Copy down, word for word, the part of the records that starts with the line containing "Note to the class: find each instance of the cake" and runs to the end of the records, including that first line and the final line.

Point placement records
________
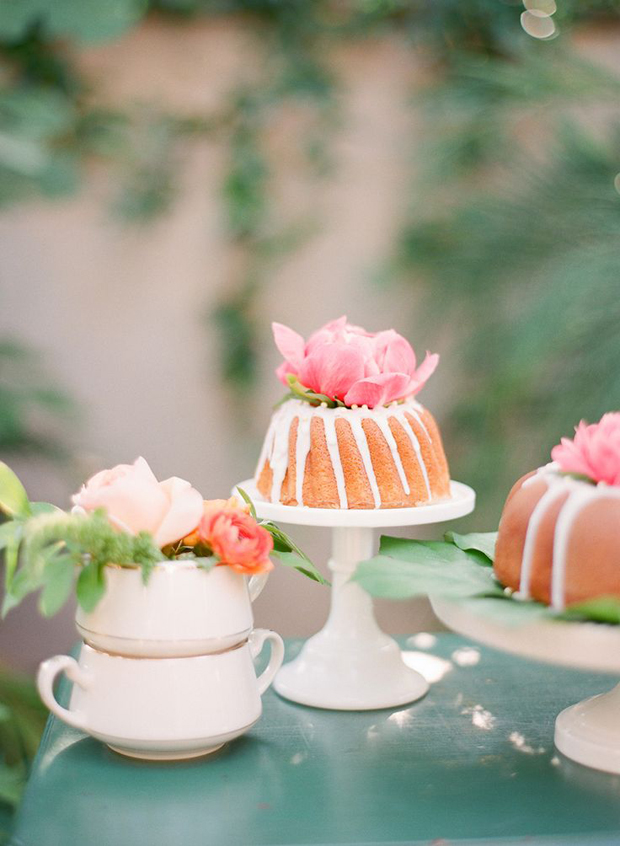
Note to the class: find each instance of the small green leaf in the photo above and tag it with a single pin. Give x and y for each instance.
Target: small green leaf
(13, 497)
(301, 564)
(39, 508)
(11, 551)
(436, 574)
(57, 586)
(90, 586)
(481, 541)
(207, 562)
(428, 551)
(603, 609)
(246, 498)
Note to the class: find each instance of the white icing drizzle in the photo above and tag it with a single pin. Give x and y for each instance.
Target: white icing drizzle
(276, 445)
(404, 422)
(362, 446)
(301, 453)
(580, 495)
(331, 438)
(554, 490)
(384, 426)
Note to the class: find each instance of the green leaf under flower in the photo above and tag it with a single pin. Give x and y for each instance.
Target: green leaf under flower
(299, 391)
(481, 541)
(13, 497)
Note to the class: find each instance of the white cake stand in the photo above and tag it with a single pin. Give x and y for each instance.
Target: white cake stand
(588, 732)
(351, 665)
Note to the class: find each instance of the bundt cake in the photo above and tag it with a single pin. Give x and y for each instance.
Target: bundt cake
(559, 534)
(351, 435)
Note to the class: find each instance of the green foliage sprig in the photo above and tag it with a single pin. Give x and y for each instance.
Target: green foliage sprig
(460, 569)
(45, 549)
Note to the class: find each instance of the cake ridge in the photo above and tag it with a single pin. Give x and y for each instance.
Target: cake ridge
(293, 420)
________
:: COMPLETE RESPONSE ::
Note to the class: find each instance of the cake ridge in the photo above and tag it with a single pin. Give x and y for each instance.
Target: cake ridge
(293, 420)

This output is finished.